Written exercise: Extract every line of text from the records below verbatim, leaving out the pictures.

Source material:

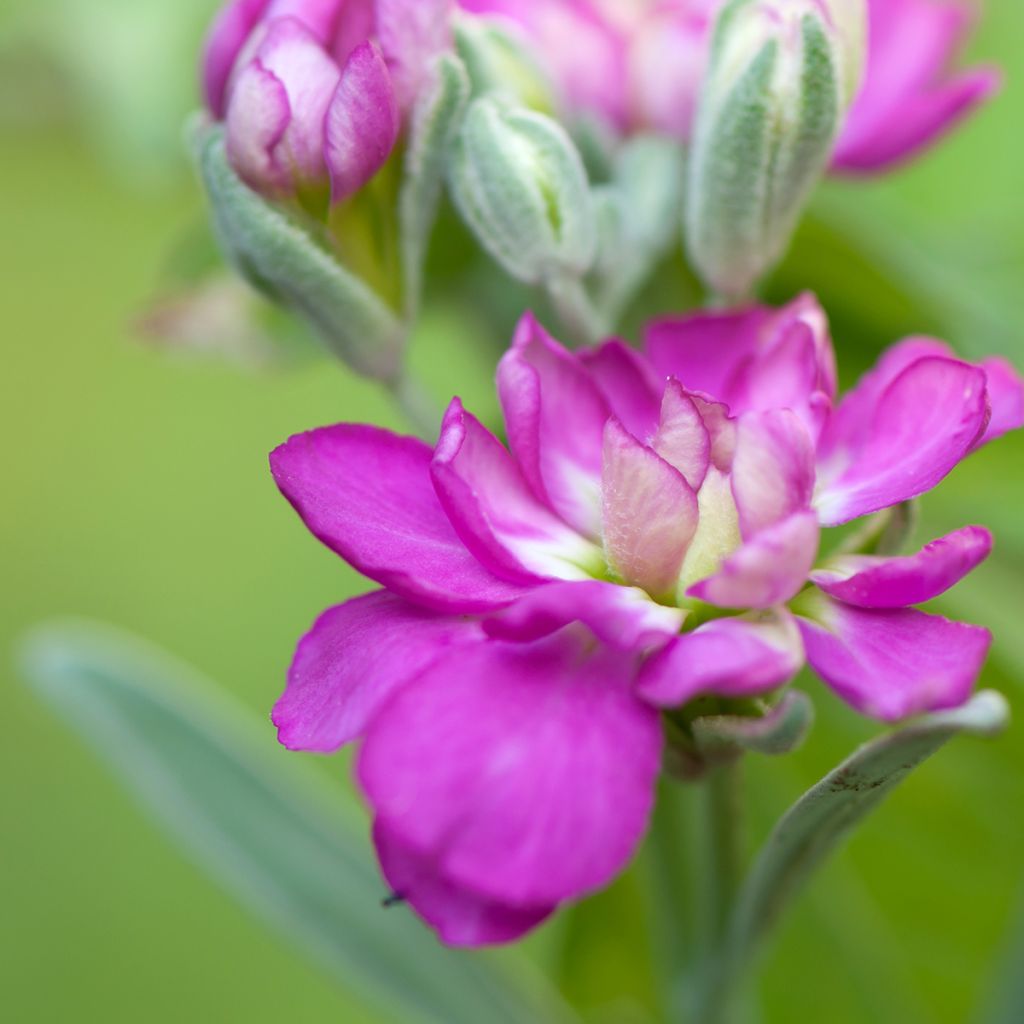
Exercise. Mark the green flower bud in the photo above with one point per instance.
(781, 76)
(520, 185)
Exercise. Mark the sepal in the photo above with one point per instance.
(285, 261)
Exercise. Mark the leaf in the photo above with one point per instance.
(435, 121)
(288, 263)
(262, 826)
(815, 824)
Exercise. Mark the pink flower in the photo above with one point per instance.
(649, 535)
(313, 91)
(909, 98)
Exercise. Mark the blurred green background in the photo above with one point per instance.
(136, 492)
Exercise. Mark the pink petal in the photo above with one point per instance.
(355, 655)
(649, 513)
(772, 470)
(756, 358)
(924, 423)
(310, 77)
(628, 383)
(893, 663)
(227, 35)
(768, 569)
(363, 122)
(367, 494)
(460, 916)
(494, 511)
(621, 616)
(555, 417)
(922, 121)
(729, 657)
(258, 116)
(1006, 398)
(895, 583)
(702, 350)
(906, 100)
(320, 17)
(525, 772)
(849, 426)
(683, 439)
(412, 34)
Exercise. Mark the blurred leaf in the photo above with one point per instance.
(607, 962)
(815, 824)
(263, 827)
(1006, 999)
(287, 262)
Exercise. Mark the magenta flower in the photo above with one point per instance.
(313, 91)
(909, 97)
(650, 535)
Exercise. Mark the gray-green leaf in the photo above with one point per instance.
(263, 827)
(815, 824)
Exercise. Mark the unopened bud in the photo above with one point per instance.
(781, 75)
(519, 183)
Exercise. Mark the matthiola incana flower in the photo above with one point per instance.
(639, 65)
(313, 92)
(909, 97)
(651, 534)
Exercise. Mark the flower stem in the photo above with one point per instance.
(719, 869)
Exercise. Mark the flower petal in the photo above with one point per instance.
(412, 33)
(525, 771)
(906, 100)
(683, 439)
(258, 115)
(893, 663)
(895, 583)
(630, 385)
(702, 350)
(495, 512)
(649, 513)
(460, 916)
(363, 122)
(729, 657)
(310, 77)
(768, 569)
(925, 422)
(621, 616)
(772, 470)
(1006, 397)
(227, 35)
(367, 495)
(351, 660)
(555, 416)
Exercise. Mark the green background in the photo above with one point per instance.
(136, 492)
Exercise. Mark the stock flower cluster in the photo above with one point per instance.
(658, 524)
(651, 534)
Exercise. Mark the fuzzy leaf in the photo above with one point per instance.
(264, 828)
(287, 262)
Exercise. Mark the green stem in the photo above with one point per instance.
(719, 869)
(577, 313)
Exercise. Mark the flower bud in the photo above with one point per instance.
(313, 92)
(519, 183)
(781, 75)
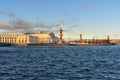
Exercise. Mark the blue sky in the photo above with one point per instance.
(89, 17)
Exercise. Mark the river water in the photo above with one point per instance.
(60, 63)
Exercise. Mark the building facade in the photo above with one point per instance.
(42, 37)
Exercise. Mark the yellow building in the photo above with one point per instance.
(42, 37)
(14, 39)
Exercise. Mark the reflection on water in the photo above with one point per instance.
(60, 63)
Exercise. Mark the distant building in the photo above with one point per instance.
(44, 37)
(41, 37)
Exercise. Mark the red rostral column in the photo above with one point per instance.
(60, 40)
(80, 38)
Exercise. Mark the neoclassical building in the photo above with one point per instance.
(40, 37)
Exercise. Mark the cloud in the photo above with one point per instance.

Result for this task:
Exercise. Mark the green flower bud in the photo above with one point per instance.
(781, 76)
(520, 185)
Exercise. Mark the sepal in the photo above with one point per instance.
(285, 261)
Exercise. Mark the leaf in the photo above with one point per instance.
(435, 121)
(288, 263)
(262, 826)
(815, 824)
Exercise. Mark the pink flower in the photo above with one point per instance.
(649, 535)
(313, 91)
(909, 98)
Exercise. Mark the blurred green background in the photo above with one point per instance.
(136, 492)
Exercise. Mark the pink petal in the photo above with one point per instance.
(355, 655)
(649, 513)
(772, 470)
(756, 358)
(924, 423)
(310, 77)
(628, 383)
(893, 663)
(227, 35)
(768, 569)
(363, 122)
(367, 494)
(460, 916)
(494, 511)
(621, 616)
(555, 417)
(922, 121)
(729, 657)
(258, 116)
(1006, 398)
(895, 583)
(702, 350)
(906, 100)
(320, 17)
(525, 772)
(849, 426)
(683, 439)
(412, 34)
Exercise. Mark the blurred leaf in the photo above with one point per instance.
(607, 962)
(815, 824)
(263, 827)
(1006, 999)
(287, 262)
Exercise. Mark the magenta flower in the photo above with one point per instance.
(313, 91)
(909, 97)
(650, 535)
Exercise. Mark the gray-green leaf in the photo above with one point per instance.
(263, 827)
(815, 824)
Exercise. Mark the unopened bud in the photo above with one point per instance.
(781, 75)
(519, 183)
Exercise. Mark the matthiola incana flower in the photo above with one point per instance.
(639, 65)
(313, 92)
(909, 97)
(651, 534)
Exercise. Mark the flower stem in the photo above with one point per instance.
(719, 869)
Exercise. Mark the flower petal in the photo above with one point per instance.
(412, 33)
(525, 771)
(906, 100)
(683, 439)
(258, 115)
(893, 663)
(895, 583)
(630, 385)
(702, 350)
(495, 512)
(649, 513)
(460, 916)
(363, 122)
(729, 657)
(310, 77)
(768, 569)
(925, 422)
(621, 616)
(772, 470)
(1006, 397)
(227, 35)
(367, 495)
(351, 660)
(555, 416)
Exercise. Mark the green background in the photo above with one point per instance.
(136, 492)
Exercise. Mark the stock flower cluster in the photo above with one point per instance.
(658, 524)
(651, 534)
Exercise. Mark the fuzzy leaf in the photo above with one point per instance.
(264, 828)
(287, 262)
Exercise. Mark the green stem in the photo above with one point per instance.
(719, 869)
(577, 313)
Exercise. Mark the flower bud in the photo above with one point per instance.
(313, 92)
(519, 183)
(781, 75)
Exercise. Mark the blue sky in the photo above with one point per instance.
(89, 17)
Exercise. Mark the river water in the photo above with one point per instance.
(60, 63)
Exercise. Mark the building facade in the photo above with one point per instance.
(42, 37)
Exercise. Mark the yellow building in the photo above with one point per instance.
(42, 37)
(14, 39)
Exercise. Mark the reflection on water in the photo above with one point per instance.
(60, 63)
Exercise. Mark the distant building in the photo above with one point per instance.
(44, 37)
(41, 37)
Exercise. Mark the red rostral column in the photo above with one point per instance.
(60, 40)
(80, 38)
Exercise. Mark the neoclassical building in the photo above with one point per instance.
(40, 37)
Exercise. Mark the cloud in the photo above with one point per instance.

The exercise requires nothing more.